[Task material]
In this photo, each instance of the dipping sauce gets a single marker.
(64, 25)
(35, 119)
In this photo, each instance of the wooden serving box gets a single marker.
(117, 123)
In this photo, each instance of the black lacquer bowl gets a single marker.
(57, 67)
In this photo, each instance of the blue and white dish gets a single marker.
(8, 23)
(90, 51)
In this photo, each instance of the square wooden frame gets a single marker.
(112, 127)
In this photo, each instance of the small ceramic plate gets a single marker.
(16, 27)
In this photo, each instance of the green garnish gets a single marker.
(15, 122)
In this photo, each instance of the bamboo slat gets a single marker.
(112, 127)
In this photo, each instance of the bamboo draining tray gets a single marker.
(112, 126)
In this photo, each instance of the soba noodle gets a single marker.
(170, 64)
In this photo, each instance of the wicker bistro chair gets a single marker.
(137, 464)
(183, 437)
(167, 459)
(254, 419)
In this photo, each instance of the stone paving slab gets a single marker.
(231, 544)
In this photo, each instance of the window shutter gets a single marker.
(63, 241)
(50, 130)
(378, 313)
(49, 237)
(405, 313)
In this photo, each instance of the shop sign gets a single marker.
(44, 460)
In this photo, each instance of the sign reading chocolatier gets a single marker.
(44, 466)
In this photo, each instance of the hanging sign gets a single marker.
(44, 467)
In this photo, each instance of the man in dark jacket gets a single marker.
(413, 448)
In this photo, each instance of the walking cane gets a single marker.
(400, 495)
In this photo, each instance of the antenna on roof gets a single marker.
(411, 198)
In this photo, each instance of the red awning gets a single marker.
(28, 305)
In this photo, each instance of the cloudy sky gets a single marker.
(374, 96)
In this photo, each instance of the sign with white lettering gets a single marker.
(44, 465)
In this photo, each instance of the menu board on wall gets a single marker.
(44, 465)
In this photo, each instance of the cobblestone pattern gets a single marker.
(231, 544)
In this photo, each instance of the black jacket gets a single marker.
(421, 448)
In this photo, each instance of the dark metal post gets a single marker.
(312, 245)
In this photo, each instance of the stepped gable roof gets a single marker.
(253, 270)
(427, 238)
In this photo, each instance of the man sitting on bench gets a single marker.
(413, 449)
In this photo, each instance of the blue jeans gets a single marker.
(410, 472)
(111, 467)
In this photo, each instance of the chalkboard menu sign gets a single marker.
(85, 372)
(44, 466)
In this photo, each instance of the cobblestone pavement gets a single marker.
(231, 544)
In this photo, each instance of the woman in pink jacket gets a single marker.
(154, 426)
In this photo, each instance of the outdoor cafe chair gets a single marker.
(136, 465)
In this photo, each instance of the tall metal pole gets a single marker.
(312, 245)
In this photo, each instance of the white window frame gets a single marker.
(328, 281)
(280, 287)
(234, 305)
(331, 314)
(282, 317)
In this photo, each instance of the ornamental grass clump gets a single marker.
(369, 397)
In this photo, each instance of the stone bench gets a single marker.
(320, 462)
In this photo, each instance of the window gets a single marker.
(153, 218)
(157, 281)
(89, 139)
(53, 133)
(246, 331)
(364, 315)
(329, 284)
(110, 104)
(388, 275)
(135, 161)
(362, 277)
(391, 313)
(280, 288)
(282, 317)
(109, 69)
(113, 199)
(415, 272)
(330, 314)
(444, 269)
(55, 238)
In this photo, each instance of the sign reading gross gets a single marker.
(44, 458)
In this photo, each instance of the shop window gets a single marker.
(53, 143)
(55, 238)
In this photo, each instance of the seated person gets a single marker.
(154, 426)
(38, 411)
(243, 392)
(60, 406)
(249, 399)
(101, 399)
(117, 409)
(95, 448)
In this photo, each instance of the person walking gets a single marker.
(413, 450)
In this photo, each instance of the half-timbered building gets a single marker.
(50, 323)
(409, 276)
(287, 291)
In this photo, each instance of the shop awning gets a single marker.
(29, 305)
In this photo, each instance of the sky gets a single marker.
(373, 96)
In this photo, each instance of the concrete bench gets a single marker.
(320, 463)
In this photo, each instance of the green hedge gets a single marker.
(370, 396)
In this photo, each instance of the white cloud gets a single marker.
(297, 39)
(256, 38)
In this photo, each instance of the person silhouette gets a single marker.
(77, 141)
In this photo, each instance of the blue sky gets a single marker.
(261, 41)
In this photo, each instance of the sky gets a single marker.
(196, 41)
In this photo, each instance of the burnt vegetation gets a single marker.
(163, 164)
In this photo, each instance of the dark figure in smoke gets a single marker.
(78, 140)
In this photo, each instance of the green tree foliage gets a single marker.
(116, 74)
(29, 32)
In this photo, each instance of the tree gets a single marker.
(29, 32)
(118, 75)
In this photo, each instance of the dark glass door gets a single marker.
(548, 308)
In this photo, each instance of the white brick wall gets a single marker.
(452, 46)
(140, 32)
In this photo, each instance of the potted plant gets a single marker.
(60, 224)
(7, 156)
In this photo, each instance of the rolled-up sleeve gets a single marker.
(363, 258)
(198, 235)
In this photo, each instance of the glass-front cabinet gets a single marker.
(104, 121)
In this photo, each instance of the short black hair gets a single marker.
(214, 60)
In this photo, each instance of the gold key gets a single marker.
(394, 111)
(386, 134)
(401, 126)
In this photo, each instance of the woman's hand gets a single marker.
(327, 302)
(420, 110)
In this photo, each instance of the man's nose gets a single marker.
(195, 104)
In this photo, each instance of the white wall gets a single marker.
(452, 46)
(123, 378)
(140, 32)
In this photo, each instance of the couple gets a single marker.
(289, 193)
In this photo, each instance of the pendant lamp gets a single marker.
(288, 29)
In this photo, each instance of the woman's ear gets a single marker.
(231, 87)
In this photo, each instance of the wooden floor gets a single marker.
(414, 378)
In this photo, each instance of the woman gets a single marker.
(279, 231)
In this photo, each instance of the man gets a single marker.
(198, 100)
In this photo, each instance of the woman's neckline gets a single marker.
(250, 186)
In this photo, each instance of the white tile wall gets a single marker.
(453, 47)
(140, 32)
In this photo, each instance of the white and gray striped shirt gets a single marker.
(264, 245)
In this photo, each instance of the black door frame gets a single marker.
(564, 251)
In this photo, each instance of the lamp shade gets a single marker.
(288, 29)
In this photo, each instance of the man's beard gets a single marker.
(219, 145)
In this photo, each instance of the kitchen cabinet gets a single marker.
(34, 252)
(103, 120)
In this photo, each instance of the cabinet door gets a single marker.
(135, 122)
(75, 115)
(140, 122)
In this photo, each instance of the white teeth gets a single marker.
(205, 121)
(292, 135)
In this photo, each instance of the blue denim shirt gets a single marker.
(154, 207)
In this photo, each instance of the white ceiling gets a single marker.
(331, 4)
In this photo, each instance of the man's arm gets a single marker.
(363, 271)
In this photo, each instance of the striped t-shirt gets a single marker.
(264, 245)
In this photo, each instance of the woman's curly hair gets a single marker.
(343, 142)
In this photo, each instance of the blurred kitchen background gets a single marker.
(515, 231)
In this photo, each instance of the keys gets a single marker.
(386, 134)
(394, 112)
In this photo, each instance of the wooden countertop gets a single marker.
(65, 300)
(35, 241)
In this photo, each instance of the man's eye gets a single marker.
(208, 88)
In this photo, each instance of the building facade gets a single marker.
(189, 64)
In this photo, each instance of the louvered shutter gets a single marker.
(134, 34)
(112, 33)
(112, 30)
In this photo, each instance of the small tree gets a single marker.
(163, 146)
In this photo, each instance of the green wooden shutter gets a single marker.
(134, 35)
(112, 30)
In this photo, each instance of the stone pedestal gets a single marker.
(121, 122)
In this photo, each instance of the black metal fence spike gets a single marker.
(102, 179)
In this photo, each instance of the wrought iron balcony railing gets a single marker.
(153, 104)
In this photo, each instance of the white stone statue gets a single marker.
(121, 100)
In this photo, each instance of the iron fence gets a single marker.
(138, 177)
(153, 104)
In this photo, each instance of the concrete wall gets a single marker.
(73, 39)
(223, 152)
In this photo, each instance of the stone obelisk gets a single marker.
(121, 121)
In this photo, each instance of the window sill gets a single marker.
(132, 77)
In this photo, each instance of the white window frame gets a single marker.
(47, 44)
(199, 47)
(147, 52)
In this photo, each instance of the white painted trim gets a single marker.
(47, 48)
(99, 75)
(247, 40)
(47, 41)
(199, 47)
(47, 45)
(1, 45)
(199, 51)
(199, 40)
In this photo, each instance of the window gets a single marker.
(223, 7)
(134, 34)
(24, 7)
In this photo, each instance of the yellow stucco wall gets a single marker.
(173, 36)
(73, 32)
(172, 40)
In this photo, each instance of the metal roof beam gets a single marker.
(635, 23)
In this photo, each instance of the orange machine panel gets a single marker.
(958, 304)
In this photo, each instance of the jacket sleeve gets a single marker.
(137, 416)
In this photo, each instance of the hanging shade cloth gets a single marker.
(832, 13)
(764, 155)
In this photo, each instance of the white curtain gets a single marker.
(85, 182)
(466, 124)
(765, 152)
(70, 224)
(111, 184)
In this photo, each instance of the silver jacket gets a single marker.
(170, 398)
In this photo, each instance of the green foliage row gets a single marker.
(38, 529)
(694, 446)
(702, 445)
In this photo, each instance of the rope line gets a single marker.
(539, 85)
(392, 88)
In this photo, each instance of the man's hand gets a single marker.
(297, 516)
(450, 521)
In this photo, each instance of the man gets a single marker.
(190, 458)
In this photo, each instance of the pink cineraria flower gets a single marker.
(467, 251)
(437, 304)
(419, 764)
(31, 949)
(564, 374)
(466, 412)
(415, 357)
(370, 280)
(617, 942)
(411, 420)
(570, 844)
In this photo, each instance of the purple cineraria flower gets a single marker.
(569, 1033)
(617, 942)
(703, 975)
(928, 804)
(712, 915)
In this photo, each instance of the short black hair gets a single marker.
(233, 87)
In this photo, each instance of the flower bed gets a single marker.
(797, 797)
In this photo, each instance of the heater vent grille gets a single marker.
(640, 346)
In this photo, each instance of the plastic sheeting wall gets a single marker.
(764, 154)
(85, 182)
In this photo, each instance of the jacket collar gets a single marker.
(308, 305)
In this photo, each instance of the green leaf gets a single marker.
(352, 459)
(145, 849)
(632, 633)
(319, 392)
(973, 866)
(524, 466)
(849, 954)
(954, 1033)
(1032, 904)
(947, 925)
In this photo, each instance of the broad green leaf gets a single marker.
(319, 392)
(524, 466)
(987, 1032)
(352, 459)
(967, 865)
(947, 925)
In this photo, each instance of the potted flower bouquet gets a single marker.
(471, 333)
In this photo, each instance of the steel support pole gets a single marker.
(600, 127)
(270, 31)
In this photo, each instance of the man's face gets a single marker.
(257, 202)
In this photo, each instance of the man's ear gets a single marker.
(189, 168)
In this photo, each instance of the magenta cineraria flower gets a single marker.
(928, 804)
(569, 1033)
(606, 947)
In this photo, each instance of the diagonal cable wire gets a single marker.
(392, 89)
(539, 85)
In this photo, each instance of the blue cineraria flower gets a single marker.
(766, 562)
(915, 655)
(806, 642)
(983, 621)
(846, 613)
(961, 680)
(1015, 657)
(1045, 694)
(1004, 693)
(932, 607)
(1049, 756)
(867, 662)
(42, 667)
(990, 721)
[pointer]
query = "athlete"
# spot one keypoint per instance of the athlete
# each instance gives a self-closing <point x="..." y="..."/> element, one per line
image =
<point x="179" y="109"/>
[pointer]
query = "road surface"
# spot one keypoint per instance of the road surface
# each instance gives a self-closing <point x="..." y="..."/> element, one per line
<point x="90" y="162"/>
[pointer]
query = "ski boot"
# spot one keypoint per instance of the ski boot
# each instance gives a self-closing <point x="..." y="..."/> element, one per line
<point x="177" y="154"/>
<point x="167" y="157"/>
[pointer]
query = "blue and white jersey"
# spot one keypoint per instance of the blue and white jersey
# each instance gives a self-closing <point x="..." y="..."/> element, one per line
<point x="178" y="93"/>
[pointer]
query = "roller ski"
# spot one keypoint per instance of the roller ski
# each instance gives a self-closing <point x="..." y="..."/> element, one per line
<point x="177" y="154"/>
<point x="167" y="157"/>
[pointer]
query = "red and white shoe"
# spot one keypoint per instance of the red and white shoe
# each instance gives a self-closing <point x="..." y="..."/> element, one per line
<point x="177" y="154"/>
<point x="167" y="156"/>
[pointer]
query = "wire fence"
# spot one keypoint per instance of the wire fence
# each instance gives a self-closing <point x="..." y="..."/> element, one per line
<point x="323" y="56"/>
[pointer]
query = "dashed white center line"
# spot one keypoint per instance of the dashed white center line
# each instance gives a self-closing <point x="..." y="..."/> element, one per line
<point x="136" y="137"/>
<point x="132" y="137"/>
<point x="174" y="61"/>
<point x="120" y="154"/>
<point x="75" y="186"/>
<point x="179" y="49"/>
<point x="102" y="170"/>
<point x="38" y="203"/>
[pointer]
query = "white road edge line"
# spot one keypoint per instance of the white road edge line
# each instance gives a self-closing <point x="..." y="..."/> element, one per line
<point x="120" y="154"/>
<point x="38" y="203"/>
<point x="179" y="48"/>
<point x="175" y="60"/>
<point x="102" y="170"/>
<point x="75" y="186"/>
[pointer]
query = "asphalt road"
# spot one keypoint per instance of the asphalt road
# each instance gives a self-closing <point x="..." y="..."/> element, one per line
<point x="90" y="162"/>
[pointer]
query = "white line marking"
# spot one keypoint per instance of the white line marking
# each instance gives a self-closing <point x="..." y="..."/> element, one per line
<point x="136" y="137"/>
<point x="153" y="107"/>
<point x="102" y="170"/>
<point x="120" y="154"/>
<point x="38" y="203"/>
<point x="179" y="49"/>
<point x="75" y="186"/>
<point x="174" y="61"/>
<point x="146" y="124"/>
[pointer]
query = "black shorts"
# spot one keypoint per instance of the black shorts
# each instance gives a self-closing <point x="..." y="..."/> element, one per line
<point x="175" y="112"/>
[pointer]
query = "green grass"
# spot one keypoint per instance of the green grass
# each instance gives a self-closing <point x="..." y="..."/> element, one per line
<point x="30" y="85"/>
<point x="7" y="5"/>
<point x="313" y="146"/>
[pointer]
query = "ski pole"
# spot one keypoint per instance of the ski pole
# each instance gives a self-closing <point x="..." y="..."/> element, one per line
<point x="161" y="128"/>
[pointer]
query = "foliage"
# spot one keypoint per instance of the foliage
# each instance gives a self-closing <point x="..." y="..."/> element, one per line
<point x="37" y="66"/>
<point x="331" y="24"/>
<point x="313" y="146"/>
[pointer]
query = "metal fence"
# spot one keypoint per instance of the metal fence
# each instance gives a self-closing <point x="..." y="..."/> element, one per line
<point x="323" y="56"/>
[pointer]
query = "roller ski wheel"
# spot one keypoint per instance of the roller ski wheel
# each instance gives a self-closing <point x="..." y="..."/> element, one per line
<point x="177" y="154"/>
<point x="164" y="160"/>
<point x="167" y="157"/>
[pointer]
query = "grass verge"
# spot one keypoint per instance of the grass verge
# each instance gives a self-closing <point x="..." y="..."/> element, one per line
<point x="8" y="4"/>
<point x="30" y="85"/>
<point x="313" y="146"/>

[What is being asked] Your reply should be one number: how many lines in the entries above contain the word "shorts".

[Solved exercise] 2